原文.
### 预测数据处理

* 将数据转换成preprocess形状
* 填补空缺项（分类列填missing，数值列填nan）
* 剩余的分类列做one-hot编码
* 对数据进行标准化处理

In [58]:
import numpy as np
import pandas as pd
import joblib
import pickle
from xgboost import XGBClassifier

In [59]:
# 加载数据处理模型
imputer = joblib.load('./model/imputer.joblib')
scaler = joblib.load('./model/scaler.joblib')
with open('./model/NumericCols.pkl', 'rb') as f:
    NumericCols = pickle.load(f)

# 读取数据
input_data = pd.read_excel('./predict/predict_data.xlsx')
# 读取需要的列
preprocessed_data = pd.read_csv('./predict/preprocessed.csv', nrows=0)

print(input_data.shape)

# 将多余的列删除
for field in input_data.columns:
    if field not in preprocessed_data.columns:
        input_data = input_data.drop(field, axis=1)

print(preprocessed_data.shape)

# 添加宜居度
input_data['habitable'] = np.nan
input_data = input_data.set_index("rowid")

# 填充缺失值
input_data[input_data._get_numeric_data().columns] = imputer.transform(input_data[input_data._get_numeric_data().columns])

# 标准化
input_data[NumericCols] = scaler.transform(input_data[NumericCols]) 

open('./predict/predict_data_clearify.csv', 'w').close()

input_data.to_csv('./predict/predict_data_clearify.csv')

(2, 356)
(0, 97)


### 预测

In [60]:
model = XGBClassifier()
model.load_model('./model/xgb.model')

test = pd.read_csv('./predict/predict_data_clearify.csv')
remove = ['rowid', 'habitable']
test = test.drop(remove, axis = 1)

for i in range(len(test)):
    test_x = test.iloc[i].to_numpy()
    test_x = test_x.reshape(1, -1)
    # print(test_x)
    y_preds = model.predict(test_x)
    print(y_preds, end=' ')
print()

[0] [0]

给定行.
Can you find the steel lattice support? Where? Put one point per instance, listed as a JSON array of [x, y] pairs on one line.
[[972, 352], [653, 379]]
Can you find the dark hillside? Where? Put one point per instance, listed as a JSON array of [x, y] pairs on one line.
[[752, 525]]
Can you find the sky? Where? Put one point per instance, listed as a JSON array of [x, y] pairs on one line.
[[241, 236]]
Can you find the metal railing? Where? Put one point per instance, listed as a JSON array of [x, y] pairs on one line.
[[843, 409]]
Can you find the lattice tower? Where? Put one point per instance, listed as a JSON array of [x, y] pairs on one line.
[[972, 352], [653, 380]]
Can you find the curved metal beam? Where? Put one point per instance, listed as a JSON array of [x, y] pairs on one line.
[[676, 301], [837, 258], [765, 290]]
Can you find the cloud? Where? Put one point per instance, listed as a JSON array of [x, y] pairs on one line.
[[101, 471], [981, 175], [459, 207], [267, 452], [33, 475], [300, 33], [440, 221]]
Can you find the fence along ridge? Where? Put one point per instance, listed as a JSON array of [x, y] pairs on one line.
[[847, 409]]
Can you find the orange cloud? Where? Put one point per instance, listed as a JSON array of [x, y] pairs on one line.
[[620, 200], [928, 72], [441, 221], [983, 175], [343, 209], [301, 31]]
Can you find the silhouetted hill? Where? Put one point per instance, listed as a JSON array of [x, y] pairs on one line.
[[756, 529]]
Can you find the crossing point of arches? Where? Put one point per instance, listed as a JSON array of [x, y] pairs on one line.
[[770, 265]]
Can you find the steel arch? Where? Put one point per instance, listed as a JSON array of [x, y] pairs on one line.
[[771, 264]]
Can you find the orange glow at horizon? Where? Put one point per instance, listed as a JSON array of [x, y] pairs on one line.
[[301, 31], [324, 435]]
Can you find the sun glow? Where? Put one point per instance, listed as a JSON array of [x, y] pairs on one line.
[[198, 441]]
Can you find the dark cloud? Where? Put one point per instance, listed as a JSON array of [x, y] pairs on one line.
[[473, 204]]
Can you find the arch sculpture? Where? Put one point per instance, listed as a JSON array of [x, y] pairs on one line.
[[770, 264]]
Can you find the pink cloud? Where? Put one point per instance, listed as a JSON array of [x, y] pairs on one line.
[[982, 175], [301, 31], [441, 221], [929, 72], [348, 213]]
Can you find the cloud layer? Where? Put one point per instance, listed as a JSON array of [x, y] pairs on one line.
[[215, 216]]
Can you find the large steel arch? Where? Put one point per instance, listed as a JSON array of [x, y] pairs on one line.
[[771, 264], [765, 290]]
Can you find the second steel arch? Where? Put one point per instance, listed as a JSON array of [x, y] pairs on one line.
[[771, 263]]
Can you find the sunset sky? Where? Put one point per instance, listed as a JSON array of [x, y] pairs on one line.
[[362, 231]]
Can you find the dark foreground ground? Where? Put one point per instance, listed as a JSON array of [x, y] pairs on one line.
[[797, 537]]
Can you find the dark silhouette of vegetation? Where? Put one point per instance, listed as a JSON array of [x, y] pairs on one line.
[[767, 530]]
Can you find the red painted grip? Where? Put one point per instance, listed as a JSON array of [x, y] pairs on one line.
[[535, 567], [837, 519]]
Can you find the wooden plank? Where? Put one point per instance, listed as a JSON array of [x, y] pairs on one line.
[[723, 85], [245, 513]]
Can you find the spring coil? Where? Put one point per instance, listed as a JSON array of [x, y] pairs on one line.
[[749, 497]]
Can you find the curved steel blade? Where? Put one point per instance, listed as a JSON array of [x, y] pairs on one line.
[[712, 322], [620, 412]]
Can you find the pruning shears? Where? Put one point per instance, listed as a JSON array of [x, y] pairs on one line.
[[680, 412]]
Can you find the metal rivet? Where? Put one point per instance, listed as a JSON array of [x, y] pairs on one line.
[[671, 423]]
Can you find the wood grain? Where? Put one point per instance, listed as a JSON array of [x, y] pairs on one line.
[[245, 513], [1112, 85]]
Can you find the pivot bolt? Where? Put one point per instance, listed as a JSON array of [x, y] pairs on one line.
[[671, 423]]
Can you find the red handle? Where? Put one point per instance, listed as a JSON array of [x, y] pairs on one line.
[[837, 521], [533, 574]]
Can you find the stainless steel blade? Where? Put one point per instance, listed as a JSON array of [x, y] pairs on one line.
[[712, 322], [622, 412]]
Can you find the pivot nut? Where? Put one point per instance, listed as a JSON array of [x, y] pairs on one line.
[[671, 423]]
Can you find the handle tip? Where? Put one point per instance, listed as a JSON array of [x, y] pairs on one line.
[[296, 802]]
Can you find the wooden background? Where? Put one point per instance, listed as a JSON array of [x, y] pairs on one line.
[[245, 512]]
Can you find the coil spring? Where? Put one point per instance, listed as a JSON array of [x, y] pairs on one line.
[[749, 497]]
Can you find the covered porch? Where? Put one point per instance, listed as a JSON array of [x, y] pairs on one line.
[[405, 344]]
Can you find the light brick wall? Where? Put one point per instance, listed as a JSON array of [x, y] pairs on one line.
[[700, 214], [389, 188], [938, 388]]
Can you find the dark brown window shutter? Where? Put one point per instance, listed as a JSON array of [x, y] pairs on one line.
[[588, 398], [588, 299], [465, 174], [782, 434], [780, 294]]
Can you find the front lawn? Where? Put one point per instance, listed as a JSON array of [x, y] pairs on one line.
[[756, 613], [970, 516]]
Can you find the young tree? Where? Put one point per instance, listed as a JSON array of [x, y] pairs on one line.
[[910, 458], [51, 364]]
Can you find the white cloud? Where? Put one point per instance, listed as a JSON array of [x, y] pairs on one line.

任务说明. 按照原文，填补空缺项时分类列应填入什么？ 这些行取自另一个来源，与原文无关。

参考答案. 分类列填入missing。